* Start *
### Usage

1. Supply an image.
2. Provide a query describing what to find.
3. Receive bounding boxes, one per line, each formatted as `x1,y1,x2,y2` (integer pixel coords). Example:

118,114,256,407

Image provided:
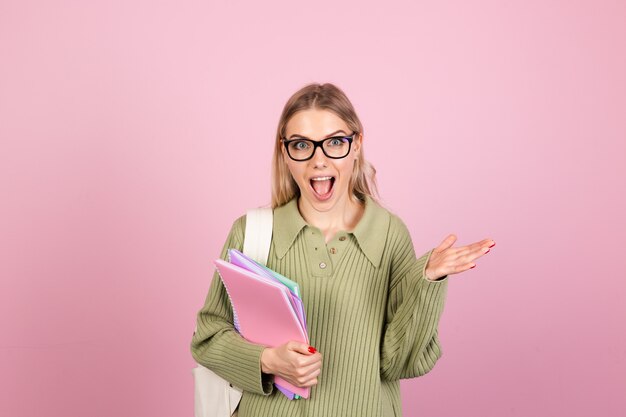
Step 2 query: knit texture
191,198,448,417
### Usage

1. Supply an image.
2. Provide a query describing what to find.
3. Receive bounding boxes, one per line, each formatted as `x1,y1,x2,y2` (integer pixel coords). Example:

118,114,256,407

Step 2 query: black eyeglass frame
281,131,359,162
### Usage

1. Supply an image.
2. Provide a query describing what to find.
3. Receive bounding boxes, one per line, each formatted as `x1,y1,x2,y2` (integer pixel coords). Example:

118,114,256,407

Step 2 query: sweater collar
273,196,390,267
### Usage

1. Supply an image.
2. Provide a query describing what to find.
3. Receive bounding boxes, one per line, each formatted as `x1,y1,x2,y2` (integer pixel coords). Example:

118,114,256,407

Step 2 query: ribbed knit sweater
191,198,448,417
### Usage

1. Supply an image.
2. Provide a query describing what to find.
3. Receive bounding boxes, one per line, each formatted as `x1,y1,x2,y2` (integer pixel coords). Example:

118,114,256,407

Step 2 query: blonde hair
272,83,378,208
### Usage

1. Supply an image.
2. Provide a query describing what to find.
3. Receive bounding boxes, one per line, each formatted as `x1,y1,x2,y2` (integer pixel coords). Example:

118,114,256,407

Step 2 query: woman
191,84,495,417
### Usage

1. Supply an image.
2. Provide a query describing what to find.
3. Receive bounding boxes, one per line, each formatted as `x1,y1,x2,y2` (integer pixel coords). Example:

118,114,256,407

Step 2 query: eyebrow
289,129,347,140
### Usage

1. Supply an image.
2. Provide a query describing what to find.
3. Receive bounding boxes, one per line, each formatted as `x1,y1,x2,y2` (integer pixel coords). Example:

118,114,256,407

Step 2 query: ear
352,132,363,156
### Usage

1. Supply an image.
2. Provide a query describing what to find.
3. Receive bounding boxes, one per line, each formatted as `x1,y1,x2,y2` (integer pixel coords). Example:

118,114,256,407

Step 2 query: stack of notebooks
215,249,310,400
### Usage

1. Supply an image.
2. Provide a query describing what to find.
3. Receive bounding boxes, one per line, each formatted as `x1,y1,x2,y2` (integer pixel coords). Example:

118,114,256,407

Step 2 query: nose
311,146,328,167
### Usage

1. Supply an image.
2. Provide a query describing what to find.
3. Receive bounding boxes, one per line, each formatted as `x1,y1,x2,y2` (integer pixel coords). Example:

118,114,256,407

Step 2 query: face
* End *
* Start *
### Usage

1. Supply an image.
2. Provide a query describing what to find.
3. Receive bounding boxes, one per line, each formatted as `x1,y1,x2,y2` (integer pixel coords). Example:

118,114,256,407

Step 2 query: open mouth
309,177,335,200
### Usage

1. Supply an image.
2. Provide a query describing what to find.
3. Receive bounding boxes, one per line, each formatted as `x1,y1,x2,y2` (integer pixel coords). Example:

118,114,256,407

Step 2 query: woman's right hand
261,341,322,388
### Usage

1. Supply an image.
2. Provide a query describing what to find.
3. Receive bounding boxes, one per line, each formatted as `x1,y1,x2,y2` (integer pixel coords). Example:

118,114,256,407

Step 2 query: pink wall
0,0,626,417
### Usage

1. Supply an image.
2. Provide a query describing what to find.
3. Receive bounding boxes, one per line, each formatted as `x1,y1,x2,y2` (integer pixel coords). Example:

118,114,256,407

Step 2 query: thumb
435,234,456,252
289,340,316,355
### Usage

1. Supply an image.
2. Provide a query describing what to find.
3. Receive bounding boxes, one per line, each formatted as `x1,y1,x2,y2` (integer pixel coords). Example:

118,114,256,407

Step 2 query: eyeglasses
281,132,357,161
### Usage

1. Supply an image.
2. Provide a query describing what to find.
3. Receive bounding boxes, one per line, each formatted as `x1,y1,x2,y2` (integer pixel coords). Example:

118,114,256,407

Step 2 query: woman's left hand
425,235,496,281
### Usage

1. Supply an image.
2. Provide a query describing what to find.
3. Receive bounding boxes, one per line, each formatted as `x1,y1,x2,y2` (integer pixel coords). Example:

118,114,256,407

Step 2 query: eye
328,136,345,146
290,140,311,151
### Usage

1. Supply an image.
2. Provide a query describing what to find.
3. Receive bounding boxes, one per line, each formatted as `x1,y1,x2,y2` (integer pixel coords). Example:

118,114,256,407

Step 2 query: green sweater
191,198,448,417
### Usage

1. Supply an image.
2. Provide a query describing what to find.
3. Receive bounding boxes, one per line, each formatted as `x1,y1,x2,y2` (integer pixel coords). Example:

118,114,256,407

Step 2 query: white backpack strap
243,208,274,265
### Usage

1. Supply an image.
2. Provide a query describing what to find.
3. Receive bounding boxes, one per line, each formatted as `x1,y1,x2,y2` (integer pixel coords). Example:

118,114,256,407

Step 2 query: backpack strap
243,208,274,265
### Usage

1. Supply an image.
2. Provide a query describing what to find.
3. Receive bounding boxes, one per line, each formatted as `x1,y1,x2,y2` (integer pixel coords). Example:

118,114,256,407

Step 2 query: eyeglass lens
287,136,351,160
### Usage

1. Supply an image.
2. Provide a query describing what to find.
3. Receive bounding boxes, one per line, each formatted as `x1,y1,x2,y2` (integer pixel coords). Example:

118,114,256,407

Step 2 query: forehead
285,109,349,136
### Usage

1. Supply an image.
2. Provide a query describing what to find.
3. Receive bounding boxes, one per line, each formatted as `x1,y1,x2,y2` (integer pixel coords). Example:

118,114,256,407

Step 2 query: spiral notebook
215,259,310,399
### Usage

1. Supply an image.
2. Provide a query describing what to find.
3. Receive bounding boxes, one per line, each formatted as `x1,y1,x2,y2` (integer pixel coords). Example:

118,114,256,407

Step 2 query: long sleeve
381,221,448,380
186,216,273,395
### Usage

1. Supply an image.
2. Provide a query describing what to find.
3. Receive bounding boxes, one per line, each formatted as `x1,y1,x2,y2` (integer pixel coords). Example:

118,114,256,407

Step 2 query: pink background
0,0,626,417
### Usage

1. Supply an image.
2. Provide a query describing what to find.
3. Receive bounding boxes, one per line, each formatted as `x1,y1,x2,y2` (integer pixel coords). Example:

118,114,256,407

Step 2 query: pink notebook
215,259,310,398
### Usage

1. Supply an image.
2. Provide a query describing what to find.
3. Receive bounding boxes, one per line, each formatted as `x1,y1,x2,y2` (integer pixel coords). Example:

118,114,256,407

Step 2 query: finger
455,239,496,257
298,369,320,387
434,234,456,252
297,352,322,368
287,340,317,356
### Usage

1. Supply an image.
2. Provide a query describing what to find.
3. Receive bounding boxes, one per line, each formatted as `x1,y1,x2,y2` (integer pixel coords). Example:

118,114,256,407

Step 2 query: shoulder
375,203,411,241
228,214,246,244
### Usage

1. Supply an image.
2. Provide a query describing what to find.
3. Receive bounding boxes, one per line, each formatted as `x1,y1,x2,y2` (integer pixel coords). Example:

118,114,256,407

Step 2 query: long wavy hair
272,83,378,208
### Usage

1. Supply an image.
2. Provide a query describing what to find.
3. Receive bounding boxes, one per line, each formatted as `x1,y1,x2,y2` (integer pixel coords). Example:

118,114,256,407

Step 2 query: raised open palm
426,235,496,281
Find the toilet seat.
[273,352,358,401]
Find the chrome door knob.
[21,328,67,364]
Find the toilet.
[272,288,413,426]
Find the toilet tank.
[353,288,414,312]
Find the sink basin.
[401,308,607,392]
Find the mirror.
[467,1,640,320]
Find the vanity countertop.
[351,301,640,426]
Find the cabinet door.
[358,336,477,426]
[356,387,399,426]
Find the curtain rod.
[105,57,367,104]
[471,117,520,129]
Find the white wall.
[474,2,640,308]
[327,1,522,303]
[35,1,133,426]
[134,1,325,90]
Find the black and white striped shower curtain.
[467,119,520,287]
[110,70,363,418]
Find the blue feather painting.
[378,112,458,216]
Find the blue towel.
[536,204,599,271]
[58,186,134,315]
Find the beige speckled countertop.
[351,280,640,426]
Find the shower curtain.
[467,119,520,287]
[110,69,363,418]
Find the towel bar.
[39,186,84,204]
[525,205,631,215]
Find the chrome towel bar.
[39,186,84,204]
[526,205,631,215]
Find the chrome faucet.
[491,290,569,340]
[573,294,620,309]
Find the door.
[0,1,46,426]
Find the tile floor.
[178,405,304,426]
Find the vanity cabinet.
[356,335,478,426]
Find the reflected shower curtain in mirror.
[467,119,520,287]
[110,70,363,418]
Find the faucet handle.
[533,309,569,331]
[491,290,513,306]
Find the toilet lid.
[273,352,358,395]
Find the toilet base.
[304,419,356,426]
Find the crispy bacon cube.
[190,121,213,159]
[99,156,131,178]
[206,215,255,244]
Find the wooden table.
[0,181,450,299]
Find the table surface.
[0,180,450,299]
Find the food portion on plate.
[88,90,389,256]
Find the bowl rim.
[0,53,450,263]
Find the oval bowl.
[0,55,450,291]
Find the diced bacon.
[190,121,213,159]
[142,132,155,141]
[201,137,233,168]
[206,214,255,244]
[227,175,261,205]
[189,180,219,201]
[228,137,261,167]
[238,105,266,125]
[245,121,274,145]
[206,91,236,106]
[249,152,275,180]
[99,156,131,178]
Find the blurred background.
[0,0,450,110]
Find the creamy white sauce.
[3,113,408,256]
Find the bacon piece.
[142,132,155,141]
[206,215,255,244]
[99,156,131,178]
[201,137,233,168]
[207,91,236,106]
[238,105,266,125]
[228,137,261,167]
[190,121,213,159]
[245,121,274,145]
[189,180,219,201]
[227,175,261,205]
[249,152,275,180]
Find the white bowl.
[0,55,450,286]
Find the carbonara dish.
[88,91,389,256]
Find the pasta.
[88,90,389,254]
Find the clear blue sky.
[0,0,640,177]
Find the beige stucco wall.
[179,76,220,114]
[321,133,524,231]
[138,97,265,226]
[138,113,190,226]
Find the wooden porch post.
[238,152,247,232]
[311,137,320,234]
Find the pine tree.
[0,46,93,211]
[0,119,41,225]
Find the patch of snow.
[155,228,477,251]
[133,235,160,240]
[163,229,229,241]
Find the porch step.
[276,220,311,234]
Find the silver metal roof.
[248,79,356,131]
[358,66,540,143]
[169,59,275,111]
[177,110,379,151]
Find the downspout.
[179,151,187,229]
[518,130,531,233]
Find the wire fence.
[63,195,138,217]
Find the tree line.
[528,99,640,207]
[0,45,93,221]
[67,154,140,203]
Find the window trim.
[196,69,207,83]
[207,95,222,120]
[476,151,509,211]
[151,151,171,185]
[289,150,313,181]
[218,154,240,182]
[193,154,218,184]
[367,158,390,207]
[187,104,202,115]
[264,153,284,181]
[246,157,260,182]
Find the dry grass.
* End *
Given exercise
Write out verbatim the lines above, starting with the line that contains "Find the pine tree." and continuing through the line that contains "[63,195,138,217]", with both of those lines included.

Task result
Find the pine tree.
[0,46,93,211]
[0,119,41,225]
Find the patch of snow.
[155,228,477,251]
[133,235,160,240]
[163,229,229,241]
Find the porch step.
[276,220,311,234]
Find the silver metal roof.
[248,79,356,131]
[358,66,540,143]
[169,59,275,111]
[177,110,379,151]
Find the downspout.
[179,151,187,229]
[518,130,531,233]
Find the wire fence.
[63,195,138,217]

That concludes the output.